** Challenge **
Your task is to reproduce exactly the lines from the line with "Target: barn roof" through the end of the records below.

** Material to process **
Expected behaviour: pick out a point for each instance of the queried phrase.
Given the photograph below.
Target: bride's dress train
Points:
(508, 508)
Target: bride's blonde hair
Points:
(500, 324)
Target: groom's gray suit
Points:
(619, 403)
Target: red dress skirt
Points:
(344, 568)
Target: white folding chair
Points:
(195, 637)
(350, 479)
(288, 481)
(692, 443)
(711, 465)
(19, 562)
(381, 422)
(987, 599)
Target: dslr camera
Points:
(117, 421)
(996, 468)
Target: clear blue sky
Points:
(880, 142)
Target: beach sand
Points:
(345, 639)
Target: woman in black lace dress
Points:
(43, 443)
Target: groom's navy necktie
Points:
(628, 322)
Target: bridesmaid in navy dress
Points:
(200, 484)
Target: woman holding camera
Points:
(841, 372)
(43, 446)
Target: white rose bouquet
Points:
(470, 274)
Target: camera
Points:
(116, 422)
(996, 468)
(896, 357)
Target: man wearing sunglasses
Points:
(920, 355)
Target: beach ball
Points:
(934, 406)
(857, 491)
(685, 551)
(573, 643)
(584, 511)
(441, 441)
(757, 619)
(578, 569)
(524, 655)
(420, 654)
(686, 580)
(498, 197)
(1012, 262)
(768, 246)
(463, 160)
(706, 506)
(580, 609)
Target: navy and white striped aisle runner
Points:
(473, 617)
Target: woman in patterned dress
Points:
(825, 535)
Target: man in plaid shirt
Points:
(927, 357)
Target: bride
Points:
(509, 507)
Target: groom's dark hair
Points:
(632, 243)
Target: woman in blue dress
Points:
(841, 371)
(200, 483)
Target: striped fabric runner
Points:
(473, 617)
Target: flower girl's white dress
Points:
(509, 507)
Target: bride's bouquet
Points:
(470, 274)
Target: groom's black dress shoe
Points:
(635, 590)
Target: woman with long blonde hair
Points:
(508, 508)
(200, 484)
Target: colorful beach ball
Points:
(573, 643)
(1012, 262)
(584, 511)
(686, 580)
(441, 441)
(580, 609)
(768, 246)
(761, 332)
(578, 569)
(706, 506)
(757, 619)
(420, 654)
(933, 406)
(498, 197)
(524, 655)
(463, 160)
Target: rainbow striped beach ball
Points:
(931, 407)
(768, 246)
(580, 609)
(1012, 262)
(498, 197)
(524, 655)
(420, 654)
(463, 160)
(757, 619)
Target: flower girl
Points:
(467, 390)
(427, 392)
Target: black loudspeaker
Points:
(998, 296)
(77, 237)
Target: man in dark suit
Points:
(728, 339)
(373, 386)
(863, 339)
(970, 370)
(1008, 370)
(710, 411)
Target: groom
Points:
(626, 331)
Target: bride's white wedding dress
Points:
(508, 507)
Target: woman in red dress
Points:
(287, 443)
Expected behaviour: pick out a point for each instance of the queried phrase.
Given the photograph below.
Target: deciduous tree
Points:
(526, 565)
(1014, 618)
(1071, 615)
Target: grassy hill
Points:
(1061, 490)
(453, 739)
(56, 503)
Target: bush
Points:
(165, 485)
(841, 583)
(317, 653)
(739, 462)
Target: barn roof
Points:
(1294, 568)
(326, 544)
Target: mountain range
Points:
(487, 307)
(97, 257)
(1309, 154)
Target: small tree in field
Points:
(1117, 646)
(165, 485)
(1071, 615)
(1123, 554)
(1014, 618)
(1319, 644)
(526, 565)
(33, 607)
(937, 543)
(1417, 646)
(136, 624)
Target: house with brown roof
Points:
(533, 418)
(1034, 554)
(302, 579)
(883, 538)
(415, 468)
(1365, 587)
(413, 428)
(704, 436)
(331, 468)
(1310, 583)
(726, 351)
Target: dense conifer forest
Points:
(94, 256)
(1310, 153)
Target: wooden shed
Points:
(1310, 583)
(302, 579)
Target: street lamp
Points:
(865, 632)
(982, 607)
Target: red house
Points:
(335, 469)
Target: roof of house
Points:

** Complete answer **
Target: barn roof
Points:
(1294, 568)
(326, 544)
Target: mountain range
Points:
(487, 307)
(97, 257)
(1309, 154)
Target: small tree in field
Points:
(1117, 646)
(165, 485)
(1071, 615)
(1123, 554)
(1014, 618)
(1319, 644)
(526, 565)
(33, 607)
(937, 543)
(1417, 646)
(136, 624)
Target: house with brown roof
Points:
(533, 418)
(1034, 554)
(302, 579)
(883, 538)
(415, 468)
(1365, 587)
(413, 428)
(704, 436)
(331, 468)
(1310, 583)
(726, 351)
Target: dense conifer forest
Points:
(94, 256)
(1310, 153)
Target: wooden shed
Points:
(1310, 583)
(302, 579)
Target: street lamp
Points:
(865, 632)
(982, 607)
Target: red house
Points:
(335, 469)
Target: roof of house
Points:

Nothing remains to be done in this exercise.